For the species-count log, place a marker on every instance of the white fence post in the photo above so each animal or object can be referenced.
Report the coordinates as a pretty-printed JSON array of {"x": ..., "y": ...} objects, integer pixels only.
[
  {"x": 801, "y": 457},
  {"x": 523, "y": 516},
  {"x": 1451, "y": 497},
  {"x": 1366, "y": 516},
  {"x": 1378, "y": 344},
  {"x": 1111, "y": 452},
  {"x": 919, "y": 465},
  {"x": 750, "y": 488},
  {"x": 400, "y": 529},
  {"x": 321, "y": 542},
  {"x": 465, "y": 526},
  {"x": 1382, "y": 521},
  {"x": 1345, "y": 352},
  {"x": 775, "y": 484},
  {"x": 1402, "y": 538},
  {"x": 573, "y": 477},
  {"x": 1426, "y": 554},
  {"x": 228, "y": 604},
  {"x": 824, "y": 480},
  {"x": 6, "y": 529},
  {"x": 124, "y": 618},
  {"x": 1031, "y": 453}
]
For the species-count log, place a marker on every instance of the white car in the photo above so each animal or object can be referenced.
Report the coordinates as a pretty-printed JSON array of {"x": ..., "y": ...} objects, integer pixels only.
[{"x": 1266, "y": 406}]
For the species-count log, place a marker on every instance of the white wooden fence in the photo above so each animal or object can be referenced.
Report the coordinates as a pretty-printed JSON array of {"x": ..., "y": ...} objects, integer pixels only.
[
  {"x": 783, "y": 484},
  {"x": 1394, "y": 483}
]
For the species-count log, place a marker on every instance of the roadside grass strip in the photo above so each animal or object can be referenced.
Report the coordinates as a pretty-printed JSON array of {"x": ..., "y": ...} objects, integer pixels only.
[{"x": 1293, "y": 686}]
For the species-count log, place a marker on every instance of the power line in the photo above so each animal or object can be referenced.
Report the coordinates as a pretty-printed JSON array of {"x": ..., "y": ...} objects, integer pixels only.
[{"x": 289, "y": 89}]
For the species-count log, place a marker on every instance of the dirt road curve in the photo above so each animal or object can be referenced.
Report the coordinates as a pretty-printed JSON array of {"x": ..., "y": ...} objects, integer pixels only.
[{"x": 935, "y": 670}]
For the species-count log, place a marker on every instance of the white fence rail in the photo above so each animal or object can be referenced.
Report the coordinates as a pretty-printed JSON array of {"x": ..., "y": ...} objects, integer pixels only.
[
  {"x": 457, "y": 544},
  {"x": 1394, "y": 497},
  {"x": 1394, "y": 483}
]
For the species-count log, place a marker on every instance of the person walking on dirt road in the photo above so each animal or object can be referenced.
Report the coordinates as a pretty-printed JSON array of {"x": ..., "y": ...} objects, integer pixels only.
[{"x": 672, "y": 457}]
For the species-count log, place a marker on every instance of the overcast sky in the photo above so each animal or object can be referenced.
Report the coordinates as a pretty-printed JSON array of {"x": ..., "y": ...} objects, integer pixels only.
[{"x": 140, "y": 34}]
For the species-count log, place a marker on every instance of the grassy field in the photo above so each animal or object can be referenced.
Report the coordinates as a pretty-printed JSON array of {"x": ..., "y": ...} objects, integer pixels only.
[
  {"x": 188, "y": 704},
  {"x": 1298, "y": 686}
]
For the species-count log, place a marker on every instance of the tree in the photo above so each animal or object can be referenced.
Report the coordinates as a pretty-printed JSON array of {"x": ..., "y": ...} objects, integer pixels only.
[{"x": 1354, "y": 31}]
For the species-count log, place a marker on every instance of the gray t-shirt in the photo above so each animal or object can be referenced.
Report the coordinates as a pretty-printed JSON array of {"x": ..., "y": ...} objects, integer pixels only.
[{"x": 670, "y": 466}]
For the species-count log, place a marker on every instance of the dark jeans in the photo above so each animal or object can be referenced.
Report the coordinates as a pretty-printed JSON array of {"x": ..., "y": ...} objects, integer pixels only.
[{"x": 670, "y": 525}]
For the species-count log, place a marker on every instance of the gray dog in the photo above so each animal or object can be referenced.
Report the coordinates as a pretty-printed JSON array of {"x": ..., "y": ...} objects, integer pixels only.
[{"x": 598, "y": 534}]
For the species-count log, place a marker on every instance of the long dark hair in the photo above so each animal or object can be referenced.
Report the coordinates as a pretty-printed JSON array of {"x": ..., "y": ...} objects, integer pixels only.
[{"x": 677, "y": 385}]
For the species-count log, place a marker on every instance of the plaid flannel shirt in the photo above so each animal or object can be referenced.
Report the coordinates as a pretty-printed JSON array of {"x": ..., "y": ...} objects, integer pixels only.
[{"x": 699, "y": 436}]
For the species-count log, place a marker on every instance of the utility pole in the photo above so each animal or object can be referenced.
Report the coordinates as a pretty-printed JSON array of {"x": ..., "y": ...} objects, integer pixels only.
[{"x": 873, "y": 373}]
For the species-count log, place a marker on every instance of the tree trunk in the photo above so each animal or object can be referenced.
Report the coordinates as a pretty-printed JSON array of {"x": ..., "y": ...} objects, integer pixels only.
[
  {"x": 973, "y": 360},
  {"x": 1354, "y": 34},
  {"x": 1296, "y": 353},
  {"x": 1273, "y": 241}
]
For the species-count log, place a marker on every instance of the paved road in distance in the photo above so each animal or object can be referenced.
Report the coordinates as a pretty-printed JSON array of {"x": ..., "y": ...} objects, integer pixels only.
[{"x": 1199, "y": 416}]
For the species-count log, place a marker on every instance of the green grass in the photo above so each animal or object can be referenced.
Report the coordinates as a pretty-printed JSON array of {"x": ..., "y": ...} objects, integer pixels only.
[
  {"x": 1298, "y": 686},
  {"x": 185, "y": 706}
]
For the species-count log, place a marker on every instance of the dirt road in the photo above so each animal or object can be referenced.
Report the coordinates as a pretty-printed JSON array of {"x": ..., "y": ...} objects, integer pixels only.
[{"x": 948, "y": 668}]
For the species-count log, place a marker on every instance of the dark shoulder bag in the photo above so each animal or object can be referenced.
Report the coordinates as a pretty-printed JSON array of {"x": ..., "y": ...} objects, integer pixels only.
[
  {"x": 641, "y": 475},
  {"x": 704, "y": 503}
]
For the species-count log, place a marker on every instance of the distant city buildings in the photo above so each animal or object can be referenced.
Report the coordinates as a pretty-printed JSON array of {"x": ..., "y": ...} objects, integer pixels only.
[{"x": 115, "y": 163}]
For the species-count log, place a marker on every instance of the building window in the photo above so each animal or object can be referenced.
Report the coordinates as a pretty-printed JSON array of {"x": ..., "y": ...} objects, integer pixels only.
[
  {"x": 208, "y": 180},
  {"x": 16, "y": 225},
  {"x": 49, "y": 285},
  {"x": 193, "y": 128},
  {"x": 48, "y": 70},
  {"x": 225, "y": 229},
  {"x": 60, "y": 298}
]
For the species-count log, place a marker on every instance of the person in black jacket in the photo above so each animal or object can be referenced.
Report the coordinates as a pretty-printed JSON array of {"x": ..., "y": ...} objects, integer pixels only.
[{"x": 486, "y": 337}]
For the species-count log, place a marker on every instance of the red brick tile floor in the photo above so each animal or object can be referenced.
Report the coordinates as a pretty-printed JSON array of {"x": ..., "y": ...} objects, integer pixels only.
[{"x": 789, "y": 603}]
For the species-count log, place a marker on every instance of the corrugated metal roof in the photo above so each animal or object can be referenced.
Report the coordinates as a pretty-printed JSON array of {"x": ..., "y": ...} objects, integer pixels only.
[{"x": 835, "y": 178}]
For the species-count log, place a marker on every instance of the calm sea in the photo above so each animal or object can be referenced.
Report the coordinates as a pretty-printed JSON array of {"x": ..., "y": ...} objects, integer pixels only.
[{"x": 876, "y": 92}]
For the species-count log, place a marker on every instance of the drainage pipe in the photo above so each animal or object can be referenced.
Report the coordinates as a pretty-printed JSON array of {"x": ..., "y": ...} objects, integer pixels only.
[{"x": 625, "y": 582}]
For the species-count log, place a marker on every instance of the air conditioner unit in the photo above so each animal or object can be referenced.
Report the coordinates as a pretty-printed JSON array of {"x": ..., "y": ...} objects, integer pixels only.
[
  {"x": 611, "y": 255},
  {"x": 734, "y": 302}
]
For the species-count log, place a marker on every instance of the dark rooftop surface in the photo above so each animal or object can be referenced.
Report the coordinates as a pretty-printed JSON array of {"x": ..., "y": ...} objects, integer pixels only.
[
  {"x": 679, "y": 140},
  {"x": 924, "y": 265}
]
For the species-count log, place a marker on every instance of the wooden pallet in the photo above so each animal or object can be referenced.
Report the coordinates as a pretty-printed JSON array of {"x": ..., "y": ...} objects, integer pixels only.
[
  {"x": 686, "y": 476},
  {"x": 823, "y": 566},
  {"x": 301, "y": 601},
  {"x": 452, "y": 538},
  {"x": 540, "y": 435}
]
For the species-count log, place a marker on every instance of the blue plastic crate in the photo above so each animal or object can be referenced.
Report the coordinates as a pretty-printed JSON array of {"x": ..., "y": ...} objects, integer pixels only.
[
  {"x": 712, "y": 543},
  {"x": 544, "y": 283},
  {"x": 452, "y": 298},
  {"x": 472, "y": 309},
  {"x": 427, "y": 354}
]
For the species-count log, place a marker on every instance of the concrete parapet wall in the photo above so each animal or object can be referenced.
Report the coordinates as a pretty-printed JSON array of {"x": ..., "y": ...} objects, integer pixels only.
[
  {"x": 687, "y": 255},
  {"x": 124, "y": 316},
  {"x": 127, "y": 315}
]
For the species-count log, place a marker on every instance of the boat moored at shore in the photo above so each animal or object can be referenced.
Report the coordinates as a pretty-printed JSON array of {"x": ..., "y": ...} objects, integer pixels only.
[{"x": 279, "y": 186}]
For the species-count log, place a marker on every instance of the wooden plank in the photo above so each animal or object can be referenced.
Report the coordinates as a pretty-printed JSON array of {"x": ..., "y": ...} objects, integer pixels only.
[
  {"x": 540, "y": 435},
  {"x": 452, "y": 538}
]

EXERCISE: Take the line with "of the concrete" and all lines after it to the last line, and reproduce them exactly.

ANSWER BELOW:
For the species-count log, place a marker on every instance of the concrete parapet wall in the photo above so each animal or object can be referenced.
Report the coordinates as a pretty-printed JSON array of {"x": ..., "y": ...} objects, integer pixels only.
[
  {"x": 687, "y": 255},
  {"x": 124, "y": 316},
  {"x": 127, "y": 315}
]
For the species-count log, place a marker on every instance of the boat moored at shore in the photo above so each animal or object can be referenced.
Report the coordinates as a pretty-printed JSON array of {"x": ..., "y": ...} objects, integer pixels only.
[{"x": 279, "y": 186}]
For the species-count log, place a marker on every instance of the wooden plank in the photo above so each animal or object can be referenced.
Report the coordinates as a pretty-printed JSON array of {"x": ..., "y": ...} objects, integer pixels only.
[
  {"x": 540, "y": 435},
  {"x": 452, "y": 538}
]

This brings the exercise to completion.